## GOAL
Please put the lines of the material below, from the line with "If you could segment every instance of the man's arm, your" to the line with "163 90 L 163", into a JSON list of strings, one string per line. Include both end lines and leave out blank lines.

++++

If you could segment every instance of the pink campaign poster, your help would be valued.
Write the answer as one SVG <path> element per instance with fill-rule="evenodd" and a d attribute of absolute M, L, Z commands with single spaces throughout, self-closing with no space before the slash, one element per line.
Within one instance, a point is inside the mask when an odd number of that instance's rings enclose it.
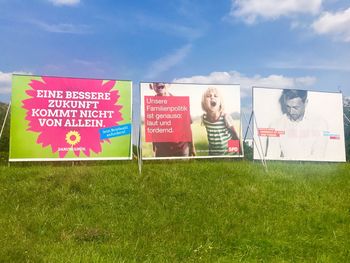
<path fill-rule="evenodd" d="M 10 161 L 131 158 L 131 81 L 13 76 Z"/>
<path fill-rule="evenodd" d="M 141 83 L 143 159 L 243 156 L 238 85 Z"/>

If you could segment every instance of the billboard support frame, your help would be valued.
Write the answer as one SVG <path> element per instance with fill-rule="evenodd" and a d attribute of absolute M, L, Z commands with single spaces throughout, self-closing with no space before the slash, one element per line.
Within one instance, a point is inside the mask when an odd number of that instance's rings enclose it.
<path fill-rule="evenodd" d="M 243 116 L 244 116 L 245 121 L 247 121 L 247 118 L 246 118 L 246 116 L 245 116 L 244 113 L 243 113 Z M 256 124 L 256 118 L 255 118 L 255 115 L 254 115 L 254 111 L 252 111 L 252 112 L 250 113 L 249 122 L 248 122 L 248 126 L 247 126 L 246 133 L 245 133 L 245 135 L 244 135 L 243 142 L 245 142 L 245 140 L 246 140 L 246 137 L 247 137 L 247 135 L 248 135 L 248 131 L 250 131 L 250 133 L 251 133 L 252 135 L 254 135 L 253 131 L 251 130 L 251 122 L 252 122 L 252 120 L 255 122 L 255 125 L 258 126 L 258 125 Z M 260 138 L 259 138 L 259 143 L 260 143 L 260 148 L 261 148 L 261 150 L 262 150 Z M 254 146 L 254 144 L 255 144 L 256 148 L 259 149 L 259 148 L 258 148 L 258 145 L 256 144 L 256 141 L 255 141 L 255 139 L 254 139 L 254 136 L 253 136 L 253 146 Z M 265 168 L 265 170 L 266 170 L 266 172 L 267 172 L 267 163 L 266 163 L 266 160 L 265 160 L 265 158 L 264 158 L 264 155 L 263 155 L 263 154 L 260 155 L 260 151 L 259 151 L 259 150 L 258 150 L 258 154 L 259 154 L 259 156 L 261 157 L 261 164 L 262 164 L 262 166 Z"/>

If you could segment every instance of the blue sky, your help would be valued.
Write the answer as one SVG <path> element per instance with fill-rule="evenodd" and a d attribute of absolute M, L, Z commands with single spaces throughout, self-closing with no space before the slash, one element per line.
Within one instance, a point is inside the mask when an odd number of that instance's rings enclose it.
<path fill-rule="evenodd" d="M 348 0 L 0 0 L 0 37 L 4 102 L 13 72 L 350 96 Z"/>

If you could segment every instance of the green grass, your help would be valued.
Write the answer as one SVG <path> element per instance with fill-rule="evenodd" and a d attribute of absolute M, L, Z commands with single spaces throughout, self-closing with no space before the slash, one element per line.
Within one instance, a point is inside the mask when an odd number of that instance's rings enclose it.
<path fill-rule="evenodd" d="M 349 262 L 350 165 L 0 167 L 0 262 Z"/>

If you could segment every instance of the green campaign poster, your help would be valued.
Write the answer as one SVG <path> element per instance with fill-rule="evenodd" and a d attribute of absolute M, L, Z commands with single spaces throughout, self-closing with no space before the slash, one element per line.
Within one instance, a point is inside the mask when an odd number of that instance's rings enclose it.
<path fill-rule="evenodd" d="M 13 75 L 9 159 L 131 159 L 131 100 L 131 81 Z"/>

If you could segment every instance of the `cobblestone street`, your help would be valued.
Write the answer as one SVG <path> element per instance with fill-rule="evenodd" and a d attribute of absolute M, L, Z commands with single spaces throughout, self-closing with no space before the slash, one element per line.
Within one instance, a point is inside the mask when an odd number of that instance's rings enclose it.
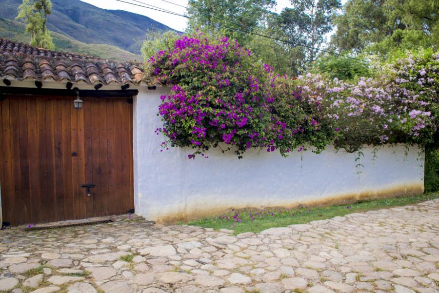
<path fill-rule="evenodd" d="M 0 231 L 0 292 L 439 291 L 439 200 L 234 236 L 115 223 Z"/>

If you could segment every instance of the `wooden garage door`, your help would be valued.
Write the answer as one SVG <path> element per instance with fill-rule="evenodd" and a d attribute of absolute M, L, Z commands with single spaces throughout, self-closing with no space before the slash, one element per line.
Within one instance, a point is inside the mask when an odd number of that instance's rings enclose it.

++++

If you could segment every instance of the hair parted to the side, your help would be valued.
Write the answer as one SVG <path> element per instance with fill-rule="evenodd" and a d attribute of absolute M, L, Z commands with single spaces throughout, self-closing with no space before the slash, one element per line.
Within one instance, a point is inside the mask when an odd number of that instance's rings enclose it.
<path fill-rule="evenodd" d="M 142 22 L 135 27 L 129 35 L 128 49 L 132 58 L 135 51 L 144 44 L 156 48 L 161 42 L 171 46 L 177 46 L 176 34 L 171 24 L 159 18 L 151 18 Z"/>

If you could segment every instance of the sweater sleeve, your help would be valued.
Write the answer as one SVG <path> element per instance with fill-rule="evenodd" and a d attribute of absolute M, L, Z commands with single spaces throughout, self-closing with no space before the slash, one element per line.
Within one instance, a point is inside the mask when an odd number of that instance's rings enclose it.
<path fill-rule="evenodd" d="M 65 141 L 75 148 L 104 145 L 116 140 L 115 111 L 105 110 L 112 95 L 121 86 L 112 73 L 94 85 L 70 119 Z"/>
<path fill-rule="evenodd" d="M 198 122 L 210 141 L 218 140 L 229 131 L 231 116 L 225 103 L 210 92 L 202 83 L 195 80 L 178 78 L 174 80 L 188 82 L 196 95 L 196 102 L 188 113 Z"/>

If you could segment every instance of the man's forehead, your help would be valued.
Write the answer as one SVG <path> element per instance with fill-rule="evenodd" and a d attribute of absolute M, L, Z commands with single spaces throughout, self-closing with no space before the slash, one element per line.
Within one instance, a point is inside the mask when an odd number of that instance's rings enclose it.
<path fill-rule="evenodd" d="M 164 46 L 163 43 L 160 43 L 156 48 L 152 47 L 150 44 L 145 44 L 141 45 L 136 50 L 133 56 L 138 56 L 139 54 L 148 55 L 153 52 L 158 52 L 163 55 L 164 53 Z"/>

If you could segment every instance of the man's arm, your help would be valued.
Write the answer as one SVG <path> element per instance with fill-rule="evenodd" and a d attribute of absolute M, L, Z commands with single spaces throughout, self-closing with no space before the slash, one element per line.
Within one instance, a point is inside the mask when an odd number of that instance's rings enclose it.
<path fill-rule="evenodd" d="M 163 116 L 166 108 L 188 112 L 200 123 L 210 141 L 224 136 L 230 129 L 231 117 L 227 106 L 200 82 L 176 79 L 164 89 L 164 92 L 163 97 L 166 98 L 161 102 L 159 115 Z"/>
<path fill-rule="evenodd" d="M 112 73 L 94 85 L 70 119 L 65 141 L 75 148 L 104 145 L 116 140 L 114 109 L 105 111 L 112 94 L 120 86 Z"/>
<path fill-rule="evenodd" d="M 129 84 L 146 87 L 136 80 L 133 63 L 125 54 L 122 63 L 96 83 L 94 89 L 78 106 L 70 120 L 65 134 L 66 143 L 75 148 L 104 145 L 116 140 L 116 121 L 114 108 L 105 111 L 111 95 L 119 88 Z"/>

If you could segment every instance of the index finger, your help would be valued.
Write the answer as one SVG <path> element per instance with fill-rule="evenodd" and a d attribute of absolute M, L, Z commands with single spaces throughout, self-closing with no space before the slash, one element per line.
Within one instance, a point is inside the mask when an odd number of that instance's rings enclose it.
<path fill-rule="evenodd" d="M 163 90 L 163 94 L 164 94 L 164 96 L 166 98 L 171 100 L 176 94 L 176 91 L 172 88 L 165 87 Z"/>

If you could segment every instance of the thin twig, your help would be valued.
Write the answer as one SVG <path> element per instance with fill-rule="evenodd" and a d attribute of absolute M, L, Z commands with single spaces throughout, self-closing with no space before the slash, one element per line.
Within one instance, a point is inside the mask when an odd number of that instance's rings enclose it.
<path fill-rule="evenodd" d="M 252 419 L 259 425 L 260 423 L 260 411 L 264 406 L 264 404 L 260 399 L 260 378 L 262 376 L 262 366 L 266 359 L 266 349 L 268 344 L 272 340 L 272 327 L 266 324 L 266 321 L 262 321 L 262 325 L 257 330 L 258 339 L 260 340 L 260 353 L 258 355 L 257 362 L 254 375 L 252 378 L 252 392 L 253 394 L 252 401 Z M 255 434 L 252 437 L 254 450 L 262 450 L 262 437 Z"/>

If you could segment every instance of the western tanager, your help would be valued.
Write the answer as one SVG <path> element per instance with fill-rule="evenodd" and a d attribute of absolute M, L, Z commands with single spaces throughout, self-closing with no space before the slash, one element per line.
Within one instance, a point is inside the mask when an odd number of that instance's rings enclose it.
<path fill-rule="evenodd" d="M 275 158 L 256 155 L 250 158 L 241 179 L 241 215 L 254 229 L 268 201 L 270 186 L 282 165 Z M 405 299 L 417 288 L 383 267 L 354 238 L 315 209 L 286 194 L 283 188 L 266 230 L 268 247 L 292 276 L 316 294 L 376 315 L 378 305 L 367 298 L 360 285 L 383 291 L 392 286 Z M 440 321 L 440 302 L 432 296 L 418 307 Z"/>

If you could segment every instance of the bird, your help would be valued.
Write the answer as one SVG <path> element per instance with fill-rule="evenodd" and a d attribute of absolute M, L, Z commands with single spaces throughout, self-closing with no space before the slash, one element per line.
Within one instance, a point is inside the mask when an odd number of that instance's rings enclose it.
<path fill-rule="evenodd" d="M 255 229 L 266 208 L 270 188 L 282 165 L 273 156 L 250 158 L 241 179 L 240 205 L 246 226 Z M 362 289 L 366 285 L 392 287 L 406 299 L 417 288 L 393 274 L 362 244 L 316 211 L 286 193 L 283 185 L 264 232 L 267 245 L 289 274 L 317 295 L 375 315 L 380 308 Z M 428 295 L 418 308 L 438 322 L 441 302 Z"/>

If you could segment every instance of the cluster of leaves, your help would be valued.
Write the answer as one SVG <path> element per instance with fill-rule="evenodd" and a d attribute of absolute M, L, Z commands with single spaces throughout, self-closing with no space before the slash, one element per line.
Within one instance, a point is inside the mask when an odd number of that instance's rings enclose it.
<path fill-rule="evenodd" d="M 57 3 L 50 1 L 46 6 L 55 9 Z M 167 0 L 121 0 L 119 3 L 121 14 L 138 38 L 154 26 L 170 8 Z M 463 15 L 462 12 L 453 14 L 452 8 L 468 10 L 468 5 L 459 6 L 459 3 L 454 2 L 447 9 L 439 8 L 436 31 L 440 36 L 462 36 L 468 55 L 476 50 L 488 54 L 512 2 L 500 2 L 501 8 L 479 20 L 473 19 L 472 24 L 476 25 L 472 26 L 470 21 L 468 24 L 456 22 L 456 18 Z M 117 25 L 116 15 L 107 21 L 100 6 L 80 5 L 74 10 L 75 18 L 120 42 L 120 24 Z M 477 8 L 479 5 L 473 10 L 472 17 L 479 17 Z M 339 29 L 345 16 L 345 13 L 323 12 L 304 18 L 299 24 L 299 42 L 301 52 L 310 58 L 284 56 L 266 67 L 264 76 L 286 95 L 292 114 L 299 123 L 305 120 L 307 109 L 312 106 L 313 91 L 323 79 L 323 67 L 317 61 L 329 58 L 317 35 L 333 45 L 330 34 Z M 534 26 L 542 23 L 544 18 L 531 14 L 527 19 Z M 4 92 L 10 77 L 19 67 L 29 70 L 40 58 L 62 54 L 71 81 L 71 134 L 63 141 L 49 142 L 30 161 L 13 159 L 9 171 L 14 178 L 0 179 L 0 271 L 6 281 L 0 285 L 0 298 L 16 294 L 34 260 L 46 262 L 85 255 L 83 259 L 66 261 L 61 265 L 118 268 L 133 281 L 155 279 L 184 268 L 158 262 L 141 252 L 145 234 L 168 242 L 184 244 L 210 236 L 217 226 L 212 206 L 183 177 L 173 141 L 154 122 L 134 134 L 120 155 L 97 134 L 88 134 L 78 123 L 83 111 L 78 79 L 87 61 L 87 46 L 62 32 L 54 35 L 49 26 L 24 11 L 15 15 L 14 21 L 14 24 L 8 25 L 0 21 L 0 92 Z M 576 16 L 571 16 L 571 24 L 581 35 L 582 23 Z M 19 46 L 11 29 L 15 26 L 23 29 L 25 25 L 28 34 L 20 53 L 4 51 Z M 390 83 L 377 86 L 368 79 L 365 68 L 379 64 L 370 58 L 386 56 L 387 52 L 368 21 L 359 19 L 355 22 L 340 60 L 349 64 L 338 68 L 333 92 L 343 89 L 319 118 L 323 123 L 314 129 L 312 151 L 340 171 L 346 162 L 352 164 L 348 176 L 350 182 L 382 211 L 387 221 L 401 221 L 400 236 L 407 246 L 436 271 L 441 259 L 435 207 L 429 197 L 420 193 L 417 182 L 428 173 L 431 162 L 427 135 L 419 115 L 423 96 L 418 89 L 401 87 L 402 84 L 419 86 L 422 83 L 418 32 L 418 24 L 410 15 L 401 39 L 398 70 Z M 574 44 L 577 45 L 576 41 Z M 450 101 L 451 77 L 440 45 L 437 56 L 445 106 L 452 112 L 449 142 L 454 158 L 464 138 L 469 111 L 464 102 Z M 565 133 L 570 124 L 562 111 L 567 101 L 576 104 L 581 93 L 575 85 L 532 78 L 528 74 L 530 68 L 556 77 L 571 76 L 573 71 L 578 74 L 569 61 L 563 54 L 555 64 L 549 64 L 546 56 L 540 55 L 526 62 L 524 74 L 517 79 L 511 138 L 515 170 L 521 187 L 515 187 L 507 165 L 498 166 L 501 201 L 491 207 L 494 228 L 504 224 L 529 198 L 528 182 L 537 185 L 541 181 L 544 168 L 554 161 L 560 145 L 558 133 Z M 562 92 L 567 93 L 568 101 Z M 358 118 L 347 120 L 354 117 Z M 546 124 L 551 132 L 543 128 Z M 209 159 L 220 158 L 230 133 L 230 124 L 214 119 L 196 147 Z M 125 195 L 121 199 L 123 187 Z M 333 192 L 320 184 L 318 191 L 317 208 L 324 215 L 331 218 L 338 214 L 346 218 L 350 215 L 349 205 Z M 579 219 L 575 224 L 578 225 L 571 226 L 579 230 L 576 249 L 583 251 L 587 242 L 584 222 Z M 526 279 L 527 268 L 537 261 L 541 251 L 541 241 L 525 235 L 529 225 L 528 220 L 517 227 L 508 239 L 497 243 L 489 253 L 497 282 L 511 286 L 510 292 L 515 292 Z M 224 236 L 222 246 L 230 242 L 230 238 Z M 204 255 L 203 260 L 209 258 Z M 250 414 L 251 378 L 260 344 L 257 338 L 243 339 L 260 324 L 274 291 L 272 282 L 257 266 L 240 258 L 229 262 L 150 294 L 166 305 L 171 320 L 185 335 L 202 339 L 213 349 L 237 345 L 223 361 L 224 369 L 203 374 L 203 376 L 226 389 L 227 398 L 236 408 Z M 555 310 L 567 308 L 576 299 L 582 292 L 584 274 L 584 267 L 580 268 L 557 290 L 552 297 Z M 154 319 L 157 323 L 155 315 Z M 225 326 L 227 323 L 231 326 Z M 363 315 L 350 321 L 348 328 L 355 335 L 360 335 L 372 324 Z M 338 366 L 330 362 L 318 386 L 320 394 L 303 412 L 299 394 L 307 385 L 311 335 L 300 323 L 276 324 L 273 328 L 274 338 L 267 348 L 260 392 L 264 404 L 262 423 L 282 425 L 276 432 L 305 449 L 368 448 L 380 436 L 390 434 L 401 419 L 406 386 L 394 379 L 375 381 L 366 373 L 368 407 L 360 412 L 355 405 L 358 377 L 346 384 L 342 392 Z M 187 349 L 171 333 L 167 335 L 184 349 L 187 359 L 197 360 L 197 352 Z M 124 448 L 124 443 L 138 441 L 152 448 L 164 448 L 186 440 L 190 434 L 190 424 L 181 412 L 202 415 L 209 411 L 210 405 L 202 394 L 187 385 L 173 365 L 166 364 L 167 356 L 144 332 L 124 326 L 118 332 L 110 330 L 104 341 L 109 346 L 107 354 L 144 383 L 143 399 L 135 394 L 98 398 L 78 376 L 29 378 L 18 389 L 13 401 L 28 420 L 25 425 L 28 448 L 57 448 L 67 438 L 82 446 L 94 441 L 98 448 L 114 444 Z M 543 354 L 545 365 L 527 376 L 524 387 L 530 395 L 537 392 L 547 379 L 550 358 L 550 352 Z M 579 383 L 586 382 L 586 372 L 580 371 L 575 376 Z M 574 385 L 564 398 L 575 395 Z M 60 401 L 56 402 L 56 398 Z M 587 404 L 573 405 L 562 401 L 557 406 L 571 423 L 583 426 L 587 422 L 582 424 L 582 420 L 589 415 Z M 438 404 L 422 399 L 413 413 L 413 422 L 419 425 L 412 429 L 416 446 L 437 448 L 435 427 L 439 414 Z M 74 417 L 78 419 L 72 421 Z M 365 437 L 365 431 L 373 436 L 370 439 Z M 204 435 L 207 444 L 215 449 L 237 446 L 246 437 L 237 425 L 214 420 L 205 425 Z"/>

++++

## OUTPUT OF THE TASK
[
  "If you could segment every instance of the man's arm, your help would be valued.",
  "Write the answer as one SVG <path> element per instance with fill-rule=\"evenodd\" and a d attribute of absolute M, L, Z commands with single spaces throughout, self-closing with no space before the slash, one element per line.",
  "Within one instance, a point is inside the mask when an odd number of that instance's rings enclose it.",
  "<path fill-rule=\"evenodd\" d=\"M 163 116 L 166 108 L 188 112 L 200 123 L 210 141 L 224 136 L 230 129 L 231 117 L 227 106 L 200 82 L 176 79 L 164 89 L 164 92 L 163 97 L 166 98 L 161 102 L 159 115 Z\"/>",
  "<path fill-rule=\"evenodd\" d=\"M 112 73 L 94 85 L 70 119 L 65 141 L 75 148 L 104 145 L 116 140 L 114 109 L 105 111 L 112 94 L 120 86 Z\"/>",
  "<path fill-rule=\"evenodd\" d=\"M 129 84 L 146 87 L 136 80 L 133 63 L 125 54 L 122 63 L 96 83 L 94 89 L 78 106 L 70 120 L 65 134 L 66 143 L 75 148 L 104 145 L 116 140 L 116 121 L 114 108 L 105 111 L 111 95 L 119 88 Z\"/>",
  "If you could segment every instance of the index finger, your help would be valued.",
  "Write the answer as one SVG <path> element per instance with fill-rule=\"evenodd\" and a d attribute of absolute M, L, Z commands with single spaces throughout, self-closing with no space before the slash, one element per line.",
  "Within one instance, a point is inside the mask when an odd number of that instance's rings enclose it.",
  "<path fill-rule=\"evenodd\" d=\"M 163 90 L 163 94 L 164 94 L 164 96 L 166 98 L 171 100 L 176 94 L 176 91 L 172 88 L 165 87 Z\"/>"
]